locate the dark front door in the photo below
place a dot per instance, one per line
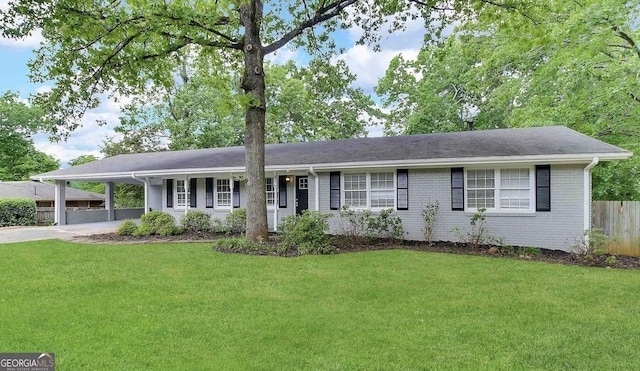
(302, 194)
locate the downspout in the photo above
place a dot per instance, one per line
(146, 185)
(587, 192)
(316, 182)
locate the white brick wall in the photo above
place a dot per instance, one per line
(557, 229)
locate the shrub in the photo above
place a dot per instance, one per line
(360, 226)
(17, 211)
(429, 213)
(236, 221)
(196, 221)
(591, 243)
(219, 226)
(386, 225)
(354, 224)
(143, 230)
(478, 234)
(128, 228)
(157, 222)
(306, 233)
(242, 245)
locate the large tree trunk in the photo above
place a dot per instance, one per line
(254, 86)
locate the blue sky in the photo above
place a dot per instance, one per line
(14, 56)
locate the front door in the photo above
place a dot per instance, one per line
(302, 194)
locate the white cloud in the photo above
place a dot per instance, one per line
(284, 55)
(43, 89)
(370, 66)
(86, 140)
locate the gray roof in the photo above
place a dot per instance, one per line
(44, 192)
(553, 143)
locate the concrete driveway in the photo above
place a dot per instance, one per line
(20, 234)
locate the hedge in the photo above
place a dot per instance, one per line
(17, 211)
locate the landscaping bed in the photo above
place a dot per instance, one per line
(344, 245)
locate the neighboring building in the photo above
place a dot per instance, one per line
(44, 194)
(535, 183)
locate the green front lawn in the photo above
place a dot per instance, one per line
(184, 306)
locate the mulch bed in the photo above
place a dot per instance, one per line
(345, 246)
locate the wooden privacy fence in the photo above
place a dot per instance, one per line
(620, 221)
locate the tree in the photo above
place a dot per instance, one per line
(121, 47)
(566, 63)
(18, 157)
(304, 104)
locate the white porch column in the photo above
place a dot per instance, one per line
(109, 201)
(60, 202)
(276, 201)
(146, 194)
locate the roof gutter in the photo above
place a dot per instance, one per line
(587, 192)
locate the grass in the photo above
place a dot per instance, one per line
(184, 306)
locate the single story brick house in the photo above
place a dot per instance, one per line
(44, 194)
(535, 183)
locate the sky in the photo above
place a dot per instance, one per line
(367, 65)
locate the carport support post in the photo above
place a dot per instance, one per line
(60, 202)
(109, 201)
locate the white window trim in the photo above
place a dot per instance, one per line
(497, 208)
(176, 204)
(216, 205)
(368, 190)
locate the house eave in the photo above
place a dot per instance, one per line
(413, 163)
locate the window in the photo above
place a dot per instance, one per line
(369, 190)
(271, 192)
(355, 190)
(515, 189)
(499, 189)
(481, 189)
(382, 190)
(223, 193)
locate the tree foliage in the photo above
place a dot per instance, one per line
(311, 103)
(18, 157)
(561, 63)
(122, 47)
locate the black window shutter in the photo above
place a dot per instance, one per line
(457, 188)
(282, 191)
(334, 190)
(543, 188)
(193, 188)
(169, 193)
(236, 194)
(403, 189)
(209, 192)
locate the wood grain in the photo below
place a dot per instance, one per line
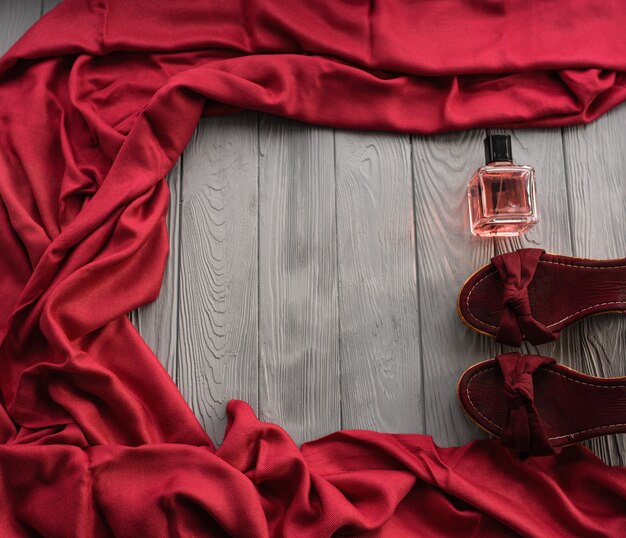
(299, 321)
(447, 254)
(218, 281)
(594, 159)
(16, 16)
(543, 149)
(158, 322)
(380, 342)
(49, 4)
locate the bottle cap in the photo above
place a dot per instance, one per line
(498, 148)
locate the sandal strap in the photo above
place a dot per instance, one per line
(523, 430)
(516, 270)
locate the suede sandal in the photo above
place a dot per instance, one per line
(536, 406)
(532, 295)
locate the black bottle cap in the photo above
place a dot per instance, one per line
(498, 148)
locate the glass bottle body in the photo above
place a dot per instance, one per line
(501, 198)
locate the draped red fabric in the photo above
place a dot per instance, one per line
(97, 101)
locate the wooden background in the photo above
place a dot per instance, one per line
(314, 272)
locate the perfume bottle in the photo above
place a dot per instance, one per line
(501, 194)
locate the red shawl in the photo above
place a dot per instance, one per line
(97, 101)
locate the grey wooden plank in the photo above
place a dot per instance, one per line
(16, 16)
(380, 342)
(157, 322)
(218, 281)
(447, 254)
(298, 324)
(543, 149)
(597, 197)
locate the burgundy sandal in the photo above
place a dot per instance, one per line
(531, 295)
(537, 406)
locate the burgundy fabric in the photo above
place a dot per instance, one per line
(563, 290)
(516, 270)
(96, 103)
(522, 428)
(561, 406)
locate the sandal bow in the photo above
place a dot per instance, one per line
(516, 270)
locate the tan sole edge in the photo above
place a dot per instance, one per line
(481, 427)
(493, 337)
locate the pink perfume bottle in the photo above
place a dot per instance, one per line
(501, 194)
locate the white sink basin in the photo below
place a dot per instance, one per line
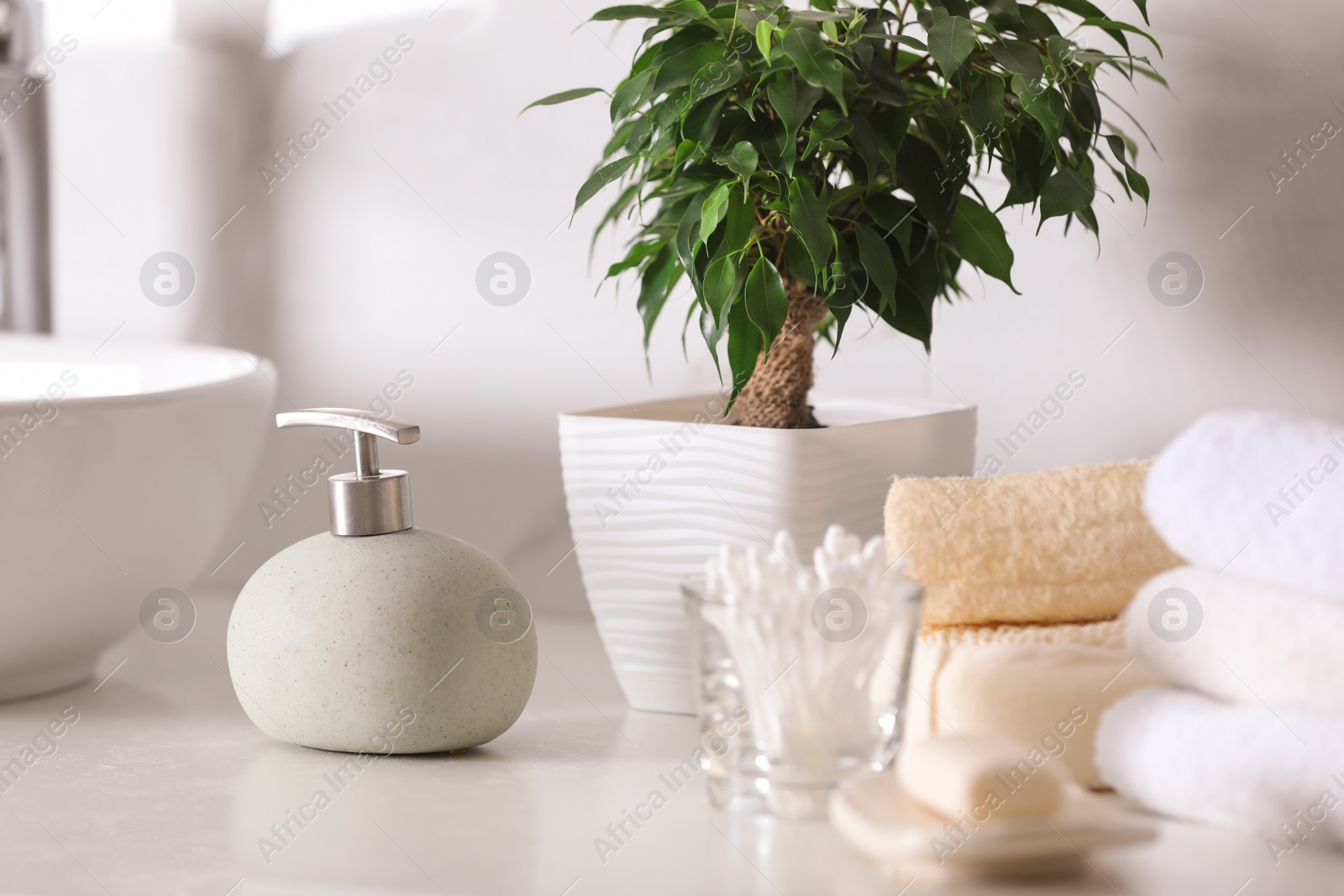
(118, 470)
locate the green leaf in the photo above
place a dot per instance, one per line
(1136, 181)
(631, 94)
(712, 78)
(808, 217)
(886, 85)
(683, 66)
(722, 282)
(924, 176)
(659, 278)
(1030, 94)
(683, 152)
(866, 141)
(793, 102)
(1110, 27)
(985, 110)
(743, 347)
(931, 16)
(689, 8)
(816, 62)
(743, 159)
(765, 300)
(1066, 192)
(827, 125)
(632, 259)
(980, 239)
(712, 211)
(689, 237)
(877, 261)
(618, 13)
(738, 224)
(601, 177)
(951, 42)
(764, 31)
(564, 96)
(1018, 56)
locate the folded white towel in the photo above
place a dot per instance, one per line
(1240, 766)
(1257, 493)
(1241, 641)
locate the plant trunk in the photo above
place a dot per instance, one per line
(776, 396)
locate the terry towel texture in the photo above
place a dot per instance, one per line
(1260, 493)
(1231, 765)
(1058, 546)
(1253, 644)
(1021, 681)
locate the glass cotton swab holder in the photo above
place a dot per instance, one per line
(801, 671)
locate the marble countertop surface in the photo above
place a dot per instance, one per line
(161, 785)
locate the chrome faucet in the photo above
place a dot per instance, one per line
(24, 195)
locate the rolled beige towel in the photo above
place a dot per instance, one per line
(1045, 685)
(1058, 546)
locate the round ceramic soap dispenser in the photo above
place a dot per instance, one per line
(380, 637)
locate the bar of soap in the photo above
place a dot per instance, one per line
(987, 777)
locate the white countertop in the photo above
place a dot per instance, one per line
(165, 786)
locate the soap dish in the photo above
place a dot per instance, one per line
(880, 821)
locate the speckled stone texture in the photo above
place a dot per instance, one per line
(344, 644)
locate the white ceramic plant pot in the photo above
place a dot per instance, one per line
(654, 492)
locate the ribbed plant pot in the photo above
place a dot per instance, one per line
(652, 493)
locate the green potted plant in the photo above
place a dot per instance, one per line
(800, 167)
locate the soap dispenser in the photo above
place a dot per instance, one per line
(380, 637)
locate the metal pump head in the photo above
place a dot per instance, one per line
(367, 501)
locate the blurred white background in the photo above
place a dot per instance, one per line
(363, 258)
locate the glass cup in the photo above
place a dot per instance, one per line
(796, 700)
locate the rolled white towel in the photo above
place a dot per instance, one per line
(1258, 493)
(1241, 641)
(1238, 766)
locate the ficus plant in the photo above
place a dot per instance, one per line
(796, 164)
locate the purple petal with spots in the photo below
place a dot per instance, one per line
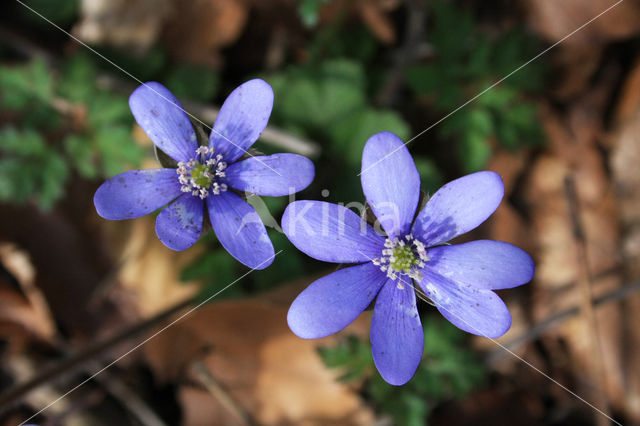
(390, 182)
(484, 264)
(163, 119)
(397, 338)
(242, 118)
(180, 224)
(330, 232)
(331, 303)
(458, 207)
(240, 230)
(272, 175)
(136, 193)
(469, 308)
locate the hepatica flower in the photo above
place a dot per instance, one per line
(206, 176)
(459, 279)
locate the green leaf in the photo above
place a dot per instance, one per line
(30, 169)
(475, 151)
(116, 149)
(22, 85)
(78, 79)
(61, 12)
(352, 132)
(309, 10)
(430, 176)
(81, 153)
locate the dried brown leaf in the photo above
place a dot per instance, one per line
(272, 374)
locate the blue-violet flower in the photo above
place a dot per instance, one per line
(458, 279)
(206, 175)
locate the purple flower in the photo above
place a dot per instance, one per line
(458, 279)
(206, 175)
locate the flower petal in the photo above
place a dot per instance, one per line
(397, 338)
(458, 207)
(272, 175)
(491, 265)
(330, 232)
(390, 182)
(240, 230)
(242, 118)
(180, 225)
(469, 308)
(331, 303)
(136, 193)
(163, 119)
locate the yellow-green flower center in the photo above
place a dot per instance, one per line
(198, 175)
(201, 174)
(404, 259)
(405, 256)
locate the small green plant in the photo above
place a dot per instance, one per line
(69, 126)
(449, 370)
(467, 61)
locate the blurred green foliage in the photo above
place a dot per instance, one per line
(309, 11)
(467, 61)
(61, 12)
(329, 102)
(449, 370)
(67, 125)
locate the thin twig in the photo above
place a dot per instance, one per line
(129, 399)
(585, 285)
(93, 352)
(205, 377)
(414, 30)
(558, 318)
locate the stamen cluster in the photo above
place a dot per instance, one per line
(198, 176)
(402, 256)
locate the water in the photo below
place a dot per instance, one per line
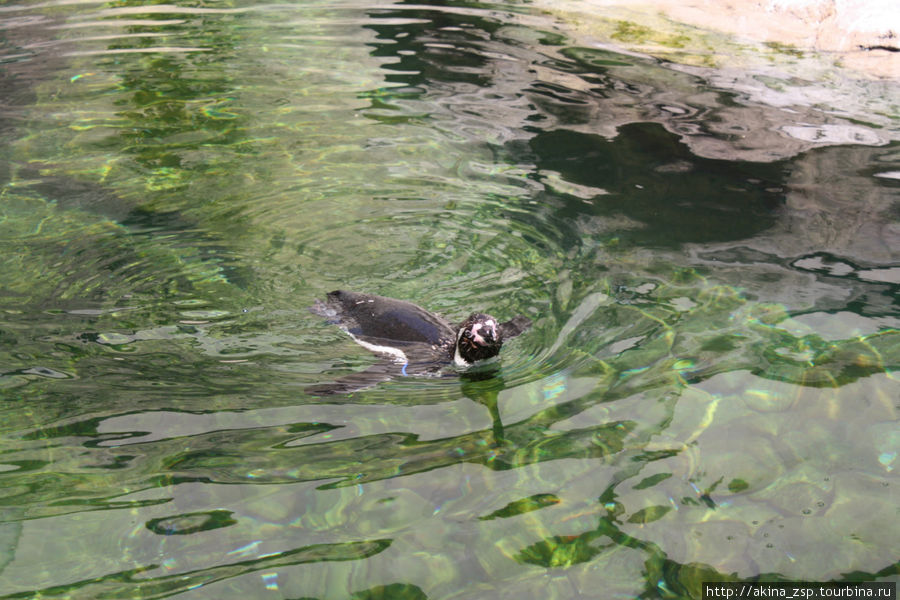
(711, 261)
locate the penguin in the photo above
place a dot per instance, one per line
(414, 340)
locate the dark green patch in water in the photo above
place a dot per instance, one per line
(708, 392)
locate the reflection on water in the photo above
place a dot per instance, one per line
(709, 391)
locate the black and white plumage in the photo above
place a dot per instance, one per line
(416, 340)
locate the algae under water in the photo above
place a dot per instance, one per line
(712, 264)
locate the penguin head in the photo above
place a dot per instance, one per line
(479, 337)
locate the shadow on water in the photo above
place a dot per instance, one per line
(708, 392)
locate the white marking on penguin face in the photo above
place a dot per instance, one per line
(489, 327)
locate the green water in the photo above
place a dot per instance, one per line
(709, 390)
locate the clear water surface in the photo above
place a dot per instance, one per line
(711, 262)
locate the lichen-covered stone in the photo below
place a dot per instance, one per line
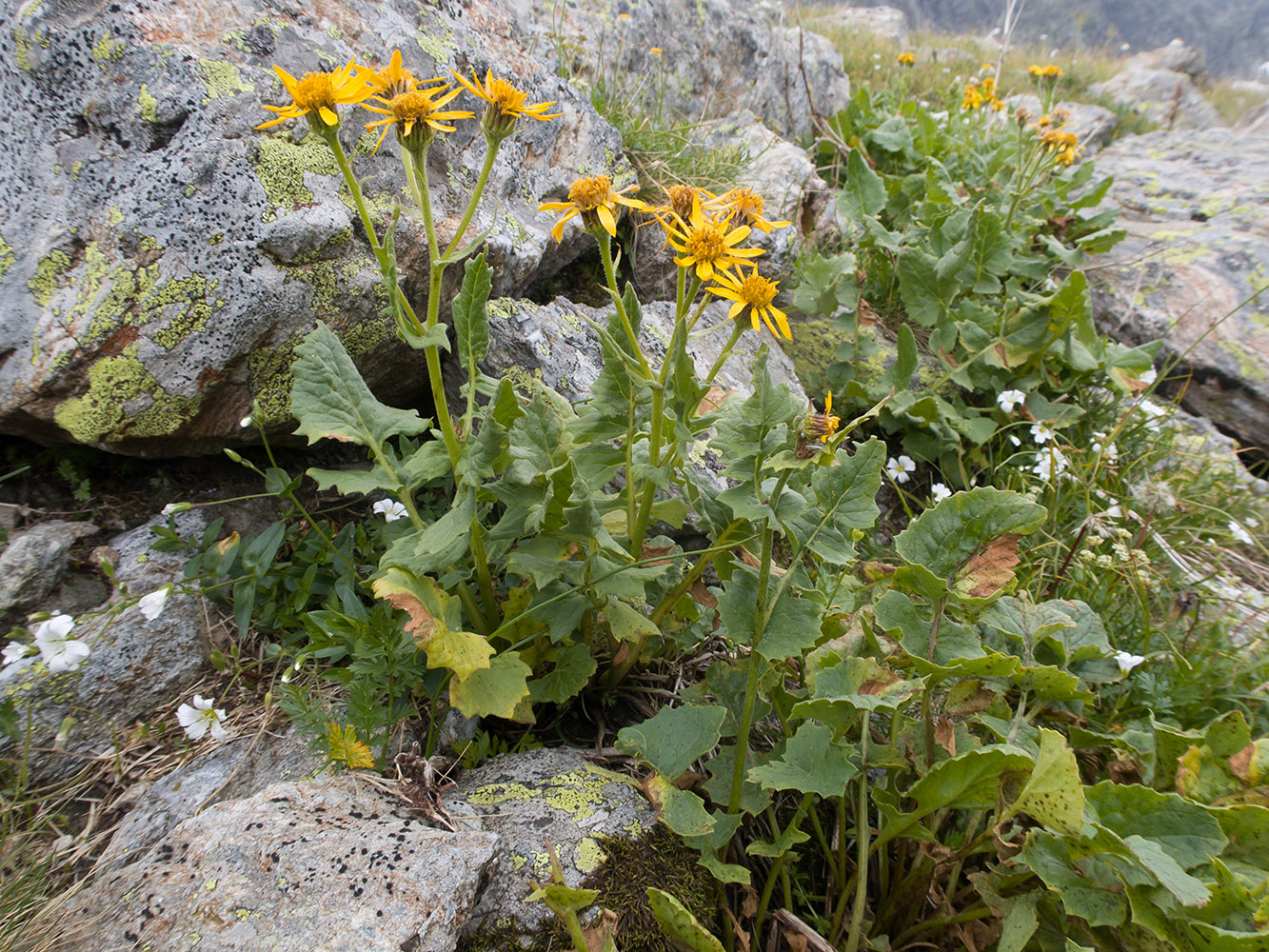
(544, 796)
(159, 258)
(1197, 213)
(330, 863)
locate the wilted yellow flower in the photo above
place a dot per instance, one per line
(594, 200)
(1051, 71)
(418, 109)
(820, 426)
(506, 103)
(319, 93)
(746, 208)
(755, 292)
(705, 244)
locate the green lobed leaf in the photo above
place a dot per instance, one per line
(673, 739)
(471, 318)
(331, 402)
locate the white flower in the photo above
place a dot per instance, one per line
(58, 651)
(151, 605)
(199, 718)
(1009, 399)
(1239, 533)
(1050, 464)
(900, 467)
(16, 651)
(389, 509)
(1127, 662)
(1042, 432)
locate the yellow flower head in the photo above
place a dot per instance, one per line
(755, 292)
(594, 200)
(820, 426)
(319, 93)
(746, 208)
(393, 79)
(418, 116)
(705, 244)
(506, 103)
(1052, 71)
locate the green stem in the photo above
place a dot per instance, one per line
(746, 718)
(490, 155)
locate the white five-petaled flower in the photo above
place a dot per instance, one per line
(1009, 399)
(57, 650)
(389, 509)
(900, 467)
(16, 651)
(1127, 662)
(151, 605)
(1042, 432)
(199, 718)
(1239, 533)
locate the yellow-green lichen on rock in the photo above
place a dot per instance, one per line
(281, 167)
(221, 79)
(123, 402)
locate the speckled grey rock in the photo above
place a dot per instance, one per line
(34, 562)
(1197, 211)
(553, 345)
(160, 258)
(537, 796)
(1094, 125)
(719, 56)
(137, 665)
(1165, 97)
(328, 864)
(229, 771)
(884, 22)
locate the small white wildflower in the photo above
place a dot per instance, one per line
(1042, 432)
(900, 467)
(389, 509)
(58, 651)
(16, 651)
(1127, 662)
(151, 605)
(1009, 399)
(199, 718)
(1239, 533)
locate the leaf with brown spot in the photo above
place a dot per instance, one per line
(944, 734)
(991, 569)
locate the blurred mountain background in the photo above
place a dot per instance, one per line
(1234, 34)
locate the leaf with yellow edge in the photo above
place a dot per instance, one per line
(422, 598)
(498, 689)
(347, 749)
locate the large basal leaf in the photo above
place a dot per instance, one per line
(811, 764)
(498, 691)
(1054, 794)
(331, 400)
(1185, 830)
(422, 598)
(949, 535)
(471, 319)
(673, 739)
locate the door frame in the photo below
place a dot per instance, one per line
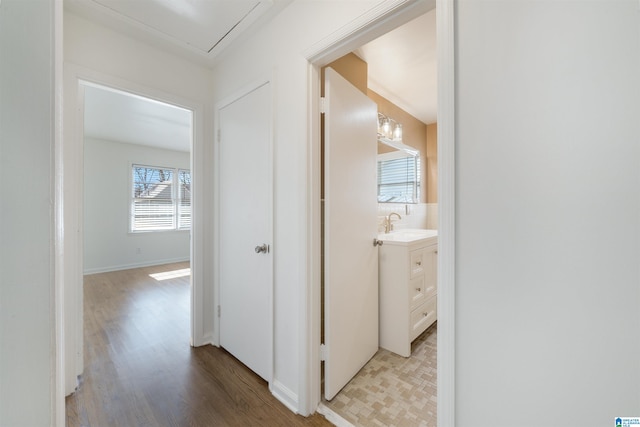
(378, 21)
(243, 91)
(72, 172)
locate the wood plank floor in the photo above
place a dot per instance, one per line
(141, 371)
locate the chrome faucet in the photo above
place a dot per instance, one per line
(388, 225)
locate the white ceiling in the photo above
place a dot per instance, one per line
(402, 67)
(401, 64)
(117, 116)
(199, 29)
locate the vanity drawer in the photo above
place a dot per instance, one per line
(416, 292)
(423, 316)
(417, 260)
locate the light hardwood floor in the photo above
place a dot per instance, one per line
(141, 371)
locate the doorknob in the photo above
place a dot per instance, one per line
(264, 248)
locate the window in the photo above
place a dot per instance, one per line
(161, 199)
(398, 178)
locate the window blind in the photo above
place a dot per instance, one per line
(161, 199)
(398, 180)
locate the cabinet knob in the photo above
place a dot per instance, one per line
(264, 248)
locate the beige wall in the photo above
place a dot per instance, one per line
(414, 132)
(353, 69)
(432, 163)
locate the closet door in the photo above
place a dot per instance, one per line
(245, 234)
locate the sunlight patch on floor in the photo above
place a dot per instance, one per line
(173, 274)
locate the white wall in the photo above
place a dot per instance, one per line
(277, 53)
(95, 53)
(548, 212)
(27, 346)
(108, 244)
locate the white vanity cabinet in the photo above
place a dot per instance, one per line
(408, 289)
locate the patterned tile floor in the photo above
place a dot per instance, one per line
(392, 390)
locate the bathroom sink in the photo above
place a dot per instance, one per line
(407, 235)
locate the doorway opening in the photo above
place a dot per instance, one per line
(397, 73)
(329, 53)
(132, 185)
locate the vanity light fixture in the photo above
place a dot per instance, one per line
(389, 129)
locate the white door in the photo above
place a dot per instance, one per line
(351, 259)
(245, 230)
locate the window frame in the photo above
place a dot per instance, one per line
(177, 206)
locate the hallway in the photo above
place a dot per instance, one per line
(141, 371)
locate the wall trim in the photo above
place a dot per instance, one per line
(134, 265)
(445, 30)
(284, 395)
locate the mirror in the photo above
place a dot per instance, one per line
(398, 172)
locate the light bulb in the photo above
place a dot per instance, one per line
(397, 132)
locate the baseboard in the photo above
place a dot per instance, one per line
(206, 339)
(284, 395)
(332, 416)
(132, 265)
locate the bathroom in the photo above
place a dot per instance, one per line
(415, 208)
========================
## Given problem
Reproduce verbatim every line from the one containing "locate the soap dish in the photo above" down to the one containing "(1238, 766)", both ends included.

## Exercise result
locate the soap dish in the photo above
place a dot per instance, one per line
(880, 821)
locate the speckled stone texture in the photo above
place a dot per instance, one per line
(344, 644)
locate the white ceramic plant pot in the photo above
place a dot per instance, one per line
(654, 492)
locate the ribbed plant pot in the photo above
place a dot per instance, one per line
(652, 493)
locate the green potted plant in the photo above
place a dot per instance, one per line
(800, 167)
locate the soap dispenser in the photo above
place a dot per instance, one per line
(380, 637)
locate the metal pump head in the photo above
place a dot per instance, one per line
(367, 501)
locate the blurred white background in the photo above
place a dot per instance, one per line
(363, 258)
locate the glass cup in the photo above
place a dot per instance, one per line
(796, 700)
locate the rolled white towel in the photo above
place a dot per instance, one per line
(1258, 493)
(1241, 641)
(1238, 766)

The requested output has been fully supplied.